Given request.
Continue the DoPi garage door opener text from the point where it stops.

Quoted text.
DoPi


About DoPi

DoPi (Door Opener Pi) is a RaspberryPi based garage door opener. The instructions here are meant to help you build your own. Eventually, I may offer the hardware components as a standalone plug in board for the RaspberryPi. I wanted to make something secure, so I started with a pretty secure password protected web page running on a LAMP server and added SSL. The default password is 'gpio' (without the quotes). I suggest as soon as you get it running that you change the password. Technically it is possible to set a blank password, but this isn't recommended. After getting things setup, I setup port forwarding on TCP 443 to DoPi's IP address. Since I already have a dynamic DNS entry pointing to my home router's IP address, I'm able to access DoPi from anywhere on the internet. If you aren't sure about this or want to be more secure, don't setup port forwarding and the only way you can access DoPi is when you're on your own local WiFi.

How To Install

Installs on Raspbian. Download and run this file from the default user's home directory (/home/pi). (Don't forget to sudo chmod +x install.sh.)

The install will prompt you for your Gmail credentials. This is to allow DoPi to send email. Your password is currently stored in plain text in the ssmtp.conf file (encrypting this is on the roadmap). If you're concerned about safety, sign up for a dummy gmail account and use that one.

To log in for the first time, go to http://<ipaddress> where <ipaddress> is the IP address of your RaspberryPi.

Depending on your browser/settings, you may be prompted about a security problem. This is not actually a significant security problem but your browser complaining that you didn't purchase an SSL certificate. This message is actually good because it means that the communication between your device and DoPi is encrypted. Just click 'Proceed' or 'Continue'.

You may also not get a page that doesn't look anything like the above screenshots. This is because the style information is maintained by me in a separate file on my website. Look in your address bar for a shield and click the link that says 'load unsafe script'. It's not actually an unsafe script; your browser may consider it unsafe based only on the fact that the style comes from my website instead of DoPi. During testing I didn't have this problem on Chrome or Safari through my iPhone running iOS7.

Features

  • Compatible with all smart phones, tablets, and computers.
  • Supports up to 5 doors
  • Secure - Uses SSL and password protection
  • Push button on phone to push the physical garage door button (works same as if you were standing there)
  • Send an email when the door is left open, when closed, or when moving for too long (like it's stuck)

Material supplied.
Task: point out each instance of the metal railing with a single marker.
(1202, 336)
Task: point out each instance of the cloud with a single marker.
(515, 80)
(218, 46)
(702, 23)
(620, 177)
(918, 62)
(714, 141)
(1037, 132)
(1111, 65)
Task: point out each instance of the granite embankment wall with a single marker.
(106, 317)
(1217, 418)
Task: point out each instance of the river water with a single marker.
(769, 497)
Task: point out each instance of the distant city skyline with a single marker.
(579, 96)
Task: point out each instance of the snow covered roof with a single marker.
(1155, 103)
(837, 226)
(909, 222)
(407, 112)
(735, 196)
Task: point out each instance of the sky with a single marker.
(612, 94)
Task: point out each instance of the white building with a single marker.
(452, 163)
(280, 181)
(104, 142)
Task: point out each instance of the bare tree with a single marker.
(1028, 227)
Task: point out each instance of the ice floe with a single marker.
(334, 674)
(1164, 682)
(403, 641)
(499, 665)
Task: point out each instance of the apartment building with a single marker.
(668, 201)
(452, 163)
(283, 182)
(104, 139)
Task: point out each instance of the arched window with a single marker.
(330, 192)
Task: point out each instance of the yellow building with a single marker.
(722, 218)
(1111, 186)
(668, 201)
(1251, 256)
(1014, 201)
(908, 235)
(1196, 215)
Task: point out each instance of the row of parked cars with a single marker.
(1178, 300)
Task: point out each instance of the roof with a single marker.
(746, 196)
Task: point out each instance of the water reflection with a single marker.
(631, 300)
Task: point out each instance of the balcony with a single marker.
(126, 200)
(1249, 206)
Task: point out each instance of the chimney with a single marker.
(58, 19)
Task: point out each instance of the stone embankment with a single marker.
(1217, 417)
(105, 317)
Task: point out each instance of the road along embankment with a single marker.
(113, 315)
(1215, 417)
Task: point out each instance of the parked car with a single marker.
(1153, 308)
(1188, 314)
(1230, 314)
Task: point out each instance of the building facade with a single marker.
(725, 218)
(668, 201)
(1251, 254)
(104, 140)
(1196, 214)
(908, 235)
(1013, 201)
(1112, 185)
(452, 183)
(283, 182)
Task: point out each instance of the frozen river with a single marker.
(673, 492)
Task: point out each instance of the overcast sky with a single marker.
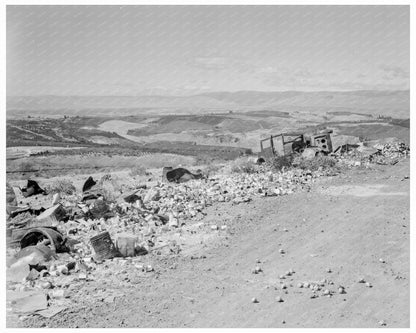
(131, 50)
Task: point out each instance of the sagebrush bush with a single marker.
(280, 162)
(137, 171)
(243, 165)
(316, 163)
(61, 186)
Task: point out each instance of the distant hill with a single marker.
(386, 103)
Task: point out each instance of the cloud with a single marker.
(211, 63)
(394, 72)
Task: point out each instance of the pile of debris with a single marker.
(363, 155)
(56, 242)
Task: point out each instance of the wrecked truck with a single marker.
(285, 144)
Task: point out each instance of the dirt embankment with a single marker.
(351, 227)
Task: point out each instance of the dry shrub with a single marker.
(316, 163)
(211, 169)
(110, 187)
(243, 165)
(137, 171)
(61, 186)
(280, 162)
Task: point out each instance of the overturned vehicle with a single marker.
(284, 144)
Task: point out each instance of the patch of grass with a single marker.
(316, 163)
(137, 171)
(61, 186)
(243, 165)
(280, 162)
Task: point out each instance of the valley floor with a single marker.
(339, 231)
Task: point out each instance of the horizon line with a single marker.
(221, 91)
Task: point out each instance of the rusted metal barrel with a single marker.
(103, 246)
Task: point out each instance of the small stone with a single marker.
(46, 285)
(62, 269)
(149, 268)
(257, 270)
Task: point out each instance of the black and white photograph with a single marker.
(204, 165)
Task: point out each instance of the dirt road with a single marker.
(339, 231)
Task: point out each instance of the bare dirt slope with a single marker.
(347, 223)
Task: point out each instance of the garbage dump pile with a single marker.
(57, 242)
(384, 154)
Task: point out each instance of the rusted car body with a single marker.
(289, 143)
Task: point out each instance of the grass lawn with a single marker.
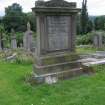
(84, 90)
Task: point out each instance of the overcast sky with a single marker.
(95, 7)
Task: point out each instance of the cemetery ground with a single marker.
(83, 90)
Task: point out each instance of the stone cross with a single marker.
(13, 39)
(28, 38)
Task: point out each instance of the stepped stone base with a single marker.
(51, 68)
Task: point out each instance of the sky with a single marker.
(95, 7)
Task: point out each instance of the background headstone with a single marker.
(98, 40)
(13, 39)
(28, 38)
(0, 44)
(56, 32)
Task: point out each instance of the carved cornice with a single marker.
(55, 3)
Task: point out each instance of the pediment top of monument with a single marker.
(55, 3)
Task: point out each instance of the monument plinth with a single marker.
(56, 31)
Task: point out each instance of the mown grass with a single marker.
(84, 90)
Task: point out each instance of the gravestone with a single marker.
(0, 44)
(97, 40)
(28, 38)
(55, 56)
(13, 39)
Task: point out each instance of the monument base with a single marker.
(54, 67)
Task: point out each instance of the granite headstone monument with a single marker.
(13, 39)
(55, 56)
(28, 38)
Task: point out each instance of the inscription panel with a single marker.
(58, 31)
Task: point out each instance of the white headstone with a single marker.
(28, 38)
(13, 39)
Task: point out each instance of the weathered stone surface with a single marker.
(56, 30)
(97, 40)
(13, 39)
(55, 3)
(28, 38)
(0, 44)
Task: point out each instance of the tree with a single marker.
(15, 18)
(84, 18)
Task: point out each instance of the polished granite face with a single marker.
(58, 31)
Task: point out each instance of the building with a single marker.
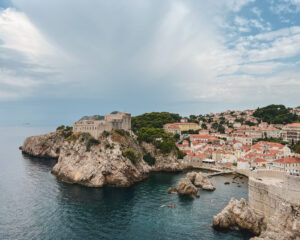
(119, 120)
(243, 164)
(291, 133)
(288, 164)
(177, 128)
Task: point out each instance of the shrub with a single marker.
(91, 142)
(180, 154)
(105, 134)
(65, 131)
(129, 153)
(149, 159)
(120, 132)
(62, 127)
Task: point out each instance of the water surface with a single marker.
(35, 205)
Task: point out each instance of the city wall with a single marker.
(268, 189)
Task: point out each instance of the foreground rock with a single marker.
(283, 225)
(115, 159)
(193, 182)
(238, 213)
(201, 181)
(46, 146)
(186, 187)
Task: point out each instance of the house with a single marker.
(243, 164)
(291, 133)
(288, 164)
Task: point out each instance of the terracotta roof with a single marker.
(242, 160)
(288, 160)
(293, 125)
(257, 160)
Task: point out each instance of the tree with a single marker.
(276, 114)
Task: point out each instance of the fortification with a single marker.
(269, 189)
(120, 120)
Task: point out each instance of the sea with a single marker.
(35, 205)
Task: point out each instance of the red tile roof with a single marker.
(288, 160)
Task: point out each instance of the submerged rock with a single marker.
(172, 190)
(186, 187)
(201, 181)
(238, 213)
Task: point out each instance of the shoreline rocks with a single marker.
(284, 224)
(190, 185)
(100, 163)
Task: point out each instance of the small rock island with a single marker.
(101, 151)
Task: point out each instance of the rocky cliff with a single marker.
(115, 159)
(284, 224)
(193, 182)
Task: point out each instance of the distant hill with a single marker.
(94, 117)
(276, 114)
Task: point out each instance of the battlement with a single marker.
(120, 120)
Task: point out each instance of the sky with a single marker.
(60, 60)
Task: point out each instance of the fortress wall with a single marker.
(266, 196)
(292, 189)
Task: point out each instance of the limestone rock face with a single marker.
(200, 180)
(46, 146)
(238, 213)
(186, 187)
(283, 225)
(168, 163)
(96, 165)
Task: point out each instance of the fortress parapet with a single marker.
(120, 120)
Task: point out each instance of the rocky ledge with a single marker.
(283, 225)
(193, 182)
(115, 159)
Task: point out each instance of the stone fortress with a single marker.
(119, 120)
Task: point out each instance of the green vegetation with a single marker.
(121, 132)
(65, 131)
(149, 128)
(276, 114)
(153, 120)
(218, 127)
(296, 147)
(249, 123)
(190, 132)
(149, 159)
(89, 140)
(129, 153)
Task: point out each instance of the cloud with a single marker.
(153, 52)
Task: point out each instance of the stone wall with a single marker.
(119, 120)
(268, 189)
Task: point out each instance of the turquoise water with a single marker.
(35, 205)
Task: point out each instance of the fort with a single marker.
(268, 189)
(119, 120)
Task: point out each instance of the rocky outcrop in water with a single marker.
(239, 214)
(201, 181)
(44, 146)
(193, 182)
(115, 159)
(186, 187)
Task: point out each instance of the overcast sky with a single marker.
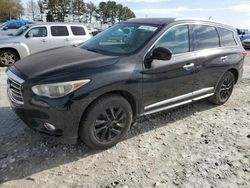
(232, 12)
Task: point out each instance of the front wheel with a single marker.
(106, 122)
(8, 57)
(224, 89)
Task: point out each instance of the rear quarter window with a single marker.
(58, 31)
(205, 37)
(226, 37)
(76, 30)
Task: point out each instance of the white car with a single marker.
(31, 39)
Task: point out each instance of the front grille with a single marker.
(15, 88)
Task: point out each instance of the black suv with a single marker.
(137, 67)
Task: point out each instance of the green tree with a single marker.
(10, 9)
(91, 10)
(78, 9)
(127, 13)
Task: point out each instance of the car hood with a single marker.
(7, 38)
(62, 61)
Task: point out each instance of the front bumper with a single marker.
(246, 44)
(64, 114)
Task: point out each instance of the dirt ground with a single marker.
(199, 145)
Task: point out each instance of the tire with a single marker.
(8, 57)
(106, 122)
(224, 89)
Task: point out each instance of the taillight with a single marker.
(244, 53)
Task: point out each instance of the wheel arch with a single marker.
(235, 73)
(125, 94)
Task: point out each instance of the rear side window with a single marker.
(37, 32)
(76, 30)
(205, 37)
(175, 39)
(226, 37)
(58, 31)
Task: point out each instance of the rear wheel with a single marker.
(106, 122)
(8, 57)
(224, 89)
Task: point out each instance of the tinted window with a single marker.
(226, 37)
(176, 40)
(77, 30)
(37, 32)
(59, 31)
(205, 37)
(121, 39)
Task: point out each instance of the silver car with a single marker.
(31, 39)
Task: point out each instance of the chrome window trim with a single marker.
(181, 97)
(213, 24)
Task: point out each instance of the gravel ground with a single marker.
(199, 145)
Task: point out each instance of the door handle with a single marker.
(189, 66)
(224, 58)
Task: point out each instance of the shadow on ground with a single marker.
(24, 152)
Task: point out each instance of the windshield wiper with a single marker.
(92, 50)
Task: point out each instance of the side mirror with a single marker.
(161, 53)
(29, 35)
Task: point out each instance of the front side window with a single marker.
(59, 31)
(121, 39)
(176, 40)
(20, 31)
(38, 32)
(76, 30)
(205, 37)
(226, 37)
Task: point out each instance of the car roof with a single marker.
(55, 23)
(167, 21)
(156, 21)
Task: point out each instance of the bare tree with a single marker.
(32, 9)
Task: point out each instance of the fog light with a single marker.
(49, 127)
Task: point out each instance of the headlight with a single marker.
(57, 90)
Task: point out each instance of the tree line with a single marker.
(10, 9)
(80, 11)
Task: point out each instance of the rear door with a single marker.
(79, 35)
(59, 36)
(213, 52)
(209, 66)
(166, 83)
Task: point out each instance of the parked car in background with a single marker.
(31, 39)
(12, 25)
(246, 41)
(96, 31)
(97, 90)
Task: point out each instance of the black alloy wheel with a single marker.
(224, 89)
(106, 122)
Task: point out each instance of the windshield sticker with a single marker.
(148, 28)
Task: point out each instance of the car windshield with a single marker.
(2, 25)
(20, 31)
(121, 39)
(246, 37)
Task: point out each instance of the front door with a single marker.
(167, 83)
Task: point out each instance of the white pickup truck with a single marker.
(31, 39)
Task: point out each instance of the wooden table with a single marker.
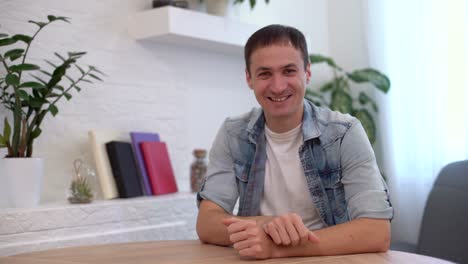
(188, 251)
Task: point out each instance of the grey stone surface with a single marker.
(165, 217)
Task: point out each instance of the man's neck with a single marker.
(282, 125)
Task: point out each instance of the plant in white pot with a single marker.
(30, 93)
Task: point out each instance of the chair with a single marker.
(444, 227)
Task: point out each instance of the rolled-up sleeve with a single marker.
(220, 184)
(366, 192)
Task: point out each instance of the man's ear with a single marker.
(308, 73)
(248, 78)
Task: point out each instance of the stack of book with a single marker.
(131, 166)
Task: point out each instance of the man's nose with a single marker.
(278, 84)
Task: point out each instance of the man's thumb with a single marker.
(313, 237)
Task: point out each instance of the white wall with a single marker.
(182, 93)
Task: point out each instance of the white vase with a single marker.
(21, 180)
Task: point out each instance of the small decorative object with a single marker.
(80, 187)
(198, 169)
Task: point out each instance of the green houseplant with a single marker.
(341, 93)
(31, 97)
(30, 93)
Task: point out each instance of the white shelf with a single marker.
(174, 25)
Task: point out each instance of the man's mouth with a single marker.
(279, 99)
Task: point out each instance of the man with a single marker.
(306, 177)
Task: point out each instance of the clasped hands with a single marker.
(259, 240)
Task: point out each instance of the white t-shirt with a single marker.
(285, 189)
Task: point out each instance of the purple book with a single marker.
(138, 137)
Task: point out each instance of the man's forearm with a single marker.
(358, 236)
(210, 228)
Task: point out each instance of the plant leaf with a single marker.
(327, 87)
(20, 37)
(23, 94)
(24, 67)
(7, 41)
(14, 54)
(36, 132)
(51, 63)
(80, 69)
(93, 68)
(34, 85)
(95, 77)
(12, 79)
(378, 79)
(341, 101)
(67, 95)
(39, 24)
(53, 110)
(317, 58)
(367, 122)
(6, 130)
(59, 56)
(39, 79)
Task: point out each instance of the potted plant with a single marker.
(30, 93)
(340, 94)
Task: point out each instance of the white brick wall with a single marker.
(180, 92)
(167, 217)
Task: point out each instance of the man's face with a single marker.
(278, 79)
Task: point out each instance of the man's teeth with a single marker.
(278, 99)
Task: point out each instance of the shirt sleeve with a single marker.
(366, 192)
(220, 184)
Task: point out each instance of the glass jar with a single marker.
(198, 170)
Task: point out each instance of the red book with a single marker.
(159, 168)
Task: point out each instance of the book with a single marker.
(97, 140)
(138, 137)
(159, 168)
(124, 169)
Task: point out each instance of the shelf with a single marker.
(172, 25)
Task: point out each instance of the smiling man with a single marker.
(305, 177)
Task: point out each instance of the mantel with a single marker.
(179, 26)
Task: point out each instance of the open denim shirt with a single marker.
(339, 165)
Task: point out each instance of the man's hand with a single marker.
(288, 229)
(249, 239)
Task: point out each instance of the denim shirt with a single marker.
(339, 165)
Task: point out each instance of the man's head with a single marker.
(277, 70)
(275, 35)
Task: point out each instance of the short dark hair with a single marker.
(275, 34)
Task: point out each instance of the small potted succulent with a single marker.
(29, 93)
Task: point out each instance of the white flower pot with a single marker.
(20, 182)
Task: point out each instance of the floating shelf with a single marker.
(172, 25)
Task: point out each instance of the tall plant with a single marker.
(337, 94)
(31, 97)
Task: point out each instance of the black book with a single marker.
(124, 169)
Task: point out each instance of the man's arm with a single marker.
(361, 235)
(357, 236)
(210, 227)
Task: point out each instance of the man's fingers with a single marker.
(292, 233)
(273, 233)
(313, 237)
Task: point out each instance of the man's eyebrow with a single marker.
(262, 69)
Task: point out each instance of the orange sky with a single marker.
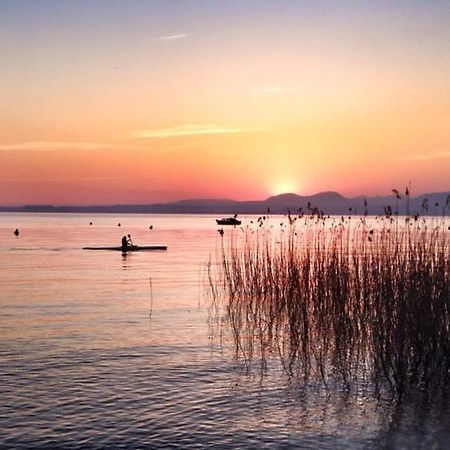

Output of the task.
  • Full log of open/close events in the database regardless of control input option
  • Raspberry Pi Camera board support - add a Raspberry Pi Camera board to DoPi to have the option to visibly see the door(s). 

Hardware Required

  • RaspberryPi
  • I used Model B so I could just use the ethernet port. You can always go with Model A and connect your own WiFi dongle.
  • You'll also need a way to power it because it's not included. If you have a phone charger that uses USB micro, you're in business.
  • 4GB SD Card with Raspbian image loaded - You can get this just about any way you want.

Hardware Required per Door

Tools Required

  • Miscellaneous wires (cannibalize a network cable)
  • alligator clips
  • wire strippers
  • soldering iron w/ solder
  • I also cannibalized an old floppy drive cable to turn the RPi header from male into female. You could alternatively get a Pi Cobbler or buy a 26 pin header cable.

Circuit Diagram


Here is how you should connect the pins. For unused doors, just don't connect them. Also, the pins are not pin numbers, but the GPIO pin names as specified here (so 7 is actually GPIO7, which is pin #26 on the header).
Door A Door B Door C Door D Door E
Opened 7 10 2 27 24
Closed 8 11 17 22 25
Button 4 9 14 18 23

Planned Features

Here are some of the features that I'd like to build into DoPi:

  • iOS App
  • Schedule based locks - disable using DoPi to control the door during certain hours
  • Temporal guest access - ability to give a link to another person that will allow them to control the door for a specific amount of time (i.e. 24 hours)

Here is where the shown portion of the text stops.